[SOURCE DOCUMENT — start]

Shortcuts

Source code for mim.commands.gridsearch

# Copyright (c) OpenMMLab. All rights reserved.
import copy as cp
import itertools
import os
import os.path as osp
import subprocess
import sys
import time
from concurrent.futures import ProcessPoolExecutor as Executor
from typing import Optional, Tuple, Union

import click

from mim.click import CustomCommand
from mim.utils import (
    args2string,
    echo_error,
    echo_success,
    exit_with_error,
    get_config,
    get_installed_path,
    highlighted_error,
    is_installed,
    module_full_name,
    recursively_find,
    set_config,
    string2args,
)

PYTHON = sys.executable


@click.command(
    name='gridsearch',
    context_settings=dict(ignore_unknown_options=True),
    cls=CustomCommand)
@click.argument('package', type=str)
@click.argument('config', type=str)

[SOURCE DOCUMENT — finish]

> TO DO: Copy out the gridsearch source code above in full, character for character, from the first line to the last.

[DATASET EXTRACT — start]

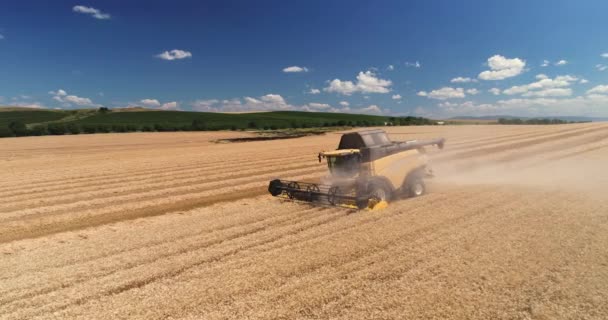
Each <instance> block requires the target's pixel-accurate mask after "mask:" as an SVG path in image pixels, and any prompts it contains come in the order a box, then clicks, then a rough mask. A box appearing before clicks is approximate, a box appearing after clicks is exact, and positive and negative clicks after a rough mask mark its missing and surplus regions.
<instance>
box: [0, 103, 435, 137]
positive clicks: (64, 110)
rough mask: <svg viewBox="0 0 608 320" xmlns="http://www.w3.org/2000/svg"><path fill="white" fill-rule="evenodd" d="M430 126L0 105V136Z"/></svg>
mask: <svg viewBox="0 0 608 320" xmlns="http://www.w3.org/2000/svg"><path fill="white" fill-rule="evenodd" d="M385 124H395V125H420V124H433V122H432V121H430V120H428V119H424V118H415V117H406V118H394V117H386V116H374V115H363V114H345V113H325V112H299V111H273V112H258V113H214V112H187V111H158V110H147V109H116V110H107V109H103V108H102V109H100V110H94V109H81V110H53V111H51V110H32V109H25V108H21V109H16V108H11V109H7V108H4V109H3V108H0V136H23V135H46V134H66V133H69V134H78V133H97V132H100V133H103V132H131V131H204V130H244V129H259V130H269V129H271V130H277V129H288V128H318V127H337V126H340V127H343V126H352V127H367V126H383V125H385Z"/></svg>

[DATASET EXTRACT — finish]

> ANSWER AREA:
Shortcuts

Source code for mim.commands.gridsearch

# Copyright (c) OpenMMLab. All rights reserved.
import copy as cp
import itertools
import os
import os.path as osp
import subprocess
import sys
import time
from concurrent.futures import ProcessPoolExecutor as Executor
from typing import Optional, Tuple, Union

import click

from mim.click import CustomCommand
from mim.utils import (
    args2string,
    echo_error,
    echo_success,
    exit_with_error,
    get_config,
    get_installed_path,
    highlighted_error,
    is_installed,
    module_full_name,
    recursively_find,
    set_config,
    string2args,
)

PYTHON = sys.executable


@click.command(
    name='gridsearch',
    context_settings=dict(ignore_unknown_options=True),
    cls=CustomCommand)
@click.argument('package', type=str)
@click.argument('config', type=str)